**** TEXTE

Dans Son discours du 6 novembre, Sa Majesté le Roi Mohammed VI a appelé à une révision des mécanismes d'accompagnement des Marocains Résidant à l'Etranger (MRE). Malgré leur volonté d'investir et d'entreprendre dans leur pays d'origine, ils se heurtent à de nombreux obstacles, qu'ils soient administratifs, culturels ou financiers. Grâce à leur double culture et forts de leurs ambitions entrepreneuriales, les Marocains Résidant à l'Etranger (MRE) peuvent jouer un rôle pivot dans le développement de leur pays d'origine et de cœur, et qui s'est donné des objectifs ambitieux en termes de création de start-ups innovantes et compétitives.
Dans Son discours du 6 novembre dernier, à l'occasion de l'anniversaire de la Marche Verte, Sa Majesté le Roi Mohammed VI a appelé à revoir les mécanismes d'accompagnement des MRE pour déployer tout le potentiel de ce vivier de compétences et de capital.
Bien que les ambitions et la volonté soient bien présentes, la réalité à laquelle se heurtent les MRE qui reviennent au Maroc pour entreprendre ou investir peut s'avérer semée d'embûches. En effet, la méconnaissance de la culture locale et du fonctionnement du marché marocain peut rendre le parcours particulièrement complexe pour ceux qui n'y sont pas familiers.
Installer une nouvelle culture
"Aujourd'hui on est organisé d'une façon, dans six mois on peut se réorganiser d'une autre. L'agilité c'est un mindset !". Zouhir Bahij est un des cofondateurs et le CEO de YouCan, une plateforme de type SaaS (software as a service) spécialisée dans le commerce électronique. Né au Maroc, cet ingénieur formé en France décide à 30 ans de revenir lancer une start-up avec ses associés.

********
**** DONNÉES FOURNIES

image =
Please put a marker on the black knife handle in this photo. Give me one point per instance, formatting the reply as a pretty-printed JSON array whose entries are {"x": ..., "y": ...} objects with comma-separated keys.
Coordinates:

********

## CONSIGNES
[1] Pour chacune des affirmations suivantes, dites si elle est conforme au texte sur les entrepreneurs MRE. Répondez par oui ou non, puis citez les mots du texte qui tranchent.
(a) Le discours royal a été prononcé à l'occasion de l'anniversaire de la Marche Verte.
(b) Zouhir Bahij a suivi sa formation d'ingénieur au Maroc.
(c) YouCan est une plateforme spécialisée dans le commerce électronique.
[2] Prolongez le texte sur les entrepreneurs MRE à partir de sa dernière phrase.

## CORRIGÉ
[1]
(a) Oui : « à l'occasion de l'anniversaire de la Marche Verte ».
(b) Non : « Né au Maroc, cet ingénieur formé en France ».
(c) Oui : « une plateforme de type SaaS (software as a service) spécialisée dans le commerce électronique ».

[2]
À ses yeux, "le véritable défi réside dans la mobilisation du capital humain". Encore peu de start-ups opèrent dans la tech, et il n'est pas simple de trouver des compétences adéquates pour les besoins techniques et managériaux dans ce domaine.
Si des écoles telles que 1337 et YouCode s'y attellent, en attendant la prochaine génération, la formation se fait en interne : "La culture du measurement doit intégrer notre ADN, même si les gens n'ont pas forcément l'habitude d'exposer leur travail en continu", donne comme exemple Zouhir.
Au-delà des lignes de codage, les startupeurs sont "parfois pris entre deux univers polarisés", observe Ayoub Koutar. CEO et cofondateur de Wanaut, il a quitté les tours de la Défense à Paris pour revenir au bercail accompagner les créateurs d'expériences, les guides de montagne comme les organisateurs d'événements, tel que Visa for Music 2024.
Passé par les groupes Total et Renault-Nissan, il s'émerveille de la culture de "startup mania" qui gagne les villes marocaines, avec en porte étendard le GITEX Africa, tout en étant conscient du chemin qu'il reste à parcourir.
"D'un côté, on se croirait à San Francisco, avec des milieux dynamiques où la valeur prime sur tout le reste. De l'autre, pour gagner des marchés, il faut parfois entrer en campagne électorale ! Un meilleur produit peut échouer devant un moins bon, parce que, tu comprends, lui c'est mon pote", regrette-t-il.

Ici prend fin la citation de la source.